_TASK DETAILS_
Please restate each entry that follows word for word.

(Data items)
BEGIN

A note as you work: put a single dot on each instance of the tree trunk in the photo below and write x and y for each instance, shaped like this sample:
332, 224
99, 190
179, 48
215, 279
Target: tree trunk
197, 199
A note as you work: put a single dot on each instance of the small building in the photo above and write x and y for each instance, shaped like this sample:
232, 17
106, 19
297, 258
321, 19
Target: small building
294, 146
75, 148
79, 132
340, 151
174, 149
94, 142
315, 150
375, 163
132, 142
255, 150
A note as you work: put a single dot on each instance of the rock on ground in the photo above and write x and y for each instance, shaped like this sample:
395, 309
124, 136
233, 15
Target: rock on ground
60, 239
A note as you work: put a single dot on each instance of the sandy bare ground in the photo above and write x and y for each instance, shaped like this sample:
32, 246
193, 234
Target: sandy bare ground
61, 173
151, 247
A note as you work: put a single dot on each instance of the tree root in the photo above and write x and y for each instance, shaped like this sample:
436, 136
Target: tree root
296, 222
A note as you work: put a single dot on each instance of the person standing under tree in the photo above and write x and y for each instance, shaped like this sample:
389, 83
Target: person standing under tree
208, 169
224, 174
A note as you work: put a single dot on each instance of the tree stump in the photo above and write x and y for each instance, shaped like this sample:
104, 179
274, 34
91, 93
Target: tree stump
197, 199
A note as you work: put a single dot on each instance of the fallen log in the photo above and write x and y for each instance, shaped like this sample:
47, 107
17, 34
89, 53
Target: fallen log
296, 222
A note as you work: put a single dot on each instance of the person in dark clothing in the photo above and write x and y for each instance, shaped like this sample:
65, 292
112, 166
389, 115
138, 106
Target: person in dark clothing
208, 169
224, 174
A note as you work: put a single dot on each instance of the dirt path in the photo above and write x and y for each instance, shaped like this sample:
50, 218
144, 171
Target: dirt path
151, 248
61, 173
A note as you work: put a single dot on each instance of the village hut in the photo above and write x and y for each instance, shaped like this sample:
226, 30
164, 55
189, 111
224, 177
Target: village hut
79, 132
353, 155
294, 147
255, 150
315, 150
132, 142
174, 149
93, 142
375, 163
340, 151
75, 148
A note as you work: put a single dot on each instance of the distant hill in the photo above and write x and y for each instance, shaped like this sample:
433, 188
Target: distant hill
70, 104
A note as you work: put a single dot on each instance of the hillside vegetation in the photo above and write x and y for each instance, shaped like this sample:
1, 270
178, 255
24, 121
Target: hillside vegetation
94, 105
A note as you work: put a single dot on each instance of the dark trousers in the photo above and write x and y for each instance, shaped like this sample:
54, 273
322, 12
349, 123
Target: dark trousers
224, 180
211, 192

END

_RESULT OF THIS TASK_
A note as you work: put a single dot on each instance of the tree trunk in the photo below and write x and y for each instance, shaped like this sample:
332, 224
99, 190
179, 48
215, 279
Target: tree trunk
197, 199
A note as you work: put a single dot on each instance of the small building in the photo above and write x and y for each instance, shaped like this sample:
232, 17
106, 19
297, 258
321, 19
Target: small building
294, 146
75, 148
79, 132
340, 151
174, 149
94, 142
315, 150
375, 163
132, 142
255, 150
A note as you work: put a single dot on each instance of the rock on ground in the photo above and write x and y for each instance, shaped like this sample:
395, 309
124, 136
233, 15
Target: rock on ground
60, 239
A note as you work: put a single dot on each instance of the sandy bare ground in the photo above and write x and y for each instance, shaped like this sample:
32, 246
193, 234
Target: sandy bare ground
61, 173
151, 247
A note as you work: put a single dot on each instance of the tree root in the photo above and write x and y for each instance, shaped like this sample:
436, 136
Target: tree root
296, 222
A note as you work: put a single dot on each instance of the person standing under tree in the photo above and write x and y for each instance, shaped like this sample:
389, 83
Target: person standing under tree
208, 169
224, 174
A note as you work: put a single dot on each instance of the tree stump in the photo above and write x and y for each instance, shaped like this sample:
104, 179
274, 34
91, 93
Target: tree stump
197, 199
A note as you work: put a single dot on each instance of the fallen log in the photo above and write x and y for each instance, shaped like this sample:
47, 107
17, 34
89, 53
Target: fallen log
296, 222
A note as you work: put a single dot on each instance of the person in dark clothing in the photo above and write x and y for each instance, shaped like this sample:
65, 292
112, 166
389, 115
138, 106
Target: person in dark clothing
208, 169
224, 174
A note as you work: put a single dot on each instance of the dirt path in the photo above and write x and y for each instance, shaped like this sample:
50, 218
144, 171
Target: dirt path
151, 248
61, 173
A note as you work: put a single dot on each instance of the village hut in the photo above and write x and y for each instance, shaped like this sample:
226, 30
164, 55
189, 111
224, 177
Target: village hut
79, 132
353, 155
294, 147
255, 150
315, 150
132, 142
174, 149
93, 142
375, 163
340, 151
75, 148
A note as you work: put a single dot on each instance of the distant hill in the photo above and write x and y for each instance, shaped like this sample:
433, 188
Target: distant hill
70, 104
A note as you work: put a single dot on each instance of the hillside vegetation in the photo above and write x and y for each instance, shaped like this sample:
1, 270
178, 255
24, 121
Target: hillside vegetation
94, 105
A note as you work: put a single dot on each instance of the dark trousers in the photo above and write x and y for each instance, shaped like this sample:
54, 273
322, 12
349, 123
Target: dark trousers
224, 180
211, 192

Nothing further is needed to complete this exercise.